課題 A
以下のリストを編集し、「floral dress」を「striped dress」に置き換えて、それ以外は変えずに全体を書き直してください。画像は含めないでください。

##### 抽出テキスト #####

ジェームズ・スロウィッキー『「みんなの意見」は案外正しい』

この本は、タイトルにもあるように、「みんな」、についての本です。
つまり、人間が集団となったときに、どういう傾向をみせるのか、そういう本です。しかし、この本がおもしろいのは、その集団が、非常に広い範囲まで含んで、扱われていることです。たとえば、株式市場、に関係する多くの人々は、一つの集団として、ある傾向を示します。また、交通渋滞もそうでしょう。一人一人は自分の都合でさまざまな行動をしています。すると、それを「集団」としてみたとき、ある、特徴のある動作を見せてきます。いずれにしろ、そういった、さまざまな集団についての、さまざまな傾向を網羅的に集められていることでは、よくまとまっていないか。
しかし、集団といっても、それを考察する、命題が必要です。その第一命題は、「集団はかしこい」、になるでしょうか。
たとえば、ここに、一つの透明なビンがあるとしましょう。そして、その中に、たくさんの、ゼリービーンズが入っているとイメージしてください(いろいろ、カラフルなのが入ってた方が、ワクワクしますね)。さて、このビンの中には、何個のゼリービーンズが入っているでしょうか? それを、ビンの外から眺めて推測で当ててもらいます。

##### 入力データ #####

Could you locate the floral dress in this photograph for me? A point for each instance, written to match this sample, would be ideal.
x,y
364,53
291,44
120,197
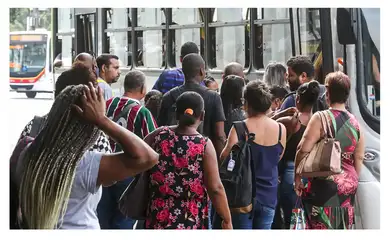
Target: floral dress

#####

課題 B
上の本の紹介文のうち、「ジェームズ・スロウィッキー『「みんなの意見」は案外正しい』」から「は、よくまとまっていないか。」までの部分を一字も変えずに出力してください。

正解 A
Could you locate the striped dress in this photograph for me? A point for each instance, written to match this sample, would be ideal.
x,y
364,53
291,44
120,197
Target: striped dress

正解 B
ジェームズ・スロウィッキー『「みんなの意見」は案外正しい』

この本は、タイトルにもあるように、「みんな」、についての本です。
つまり、人間が集団となったときに、どういう傾向をみせるのか、そういう本です。しかし、この本がおもしろいのは、その集団が、非常に広い範囲まで含んで、扱われていることです。たとえば、株式市場、に関係する多くの人々は、一つの集団として、ある傾向を示します。また、交通渋滞もそうでしょう。一人一人は自分の都合でさまざまな行動をしています。すると、それを「集団」としてみたとき、ある、特徴のある動作を見せてきます。いずれにしろ、そういった、さまざまな集団についての、さまざまな傾向を網羅的に集められていることでは、よくまとまっていないか。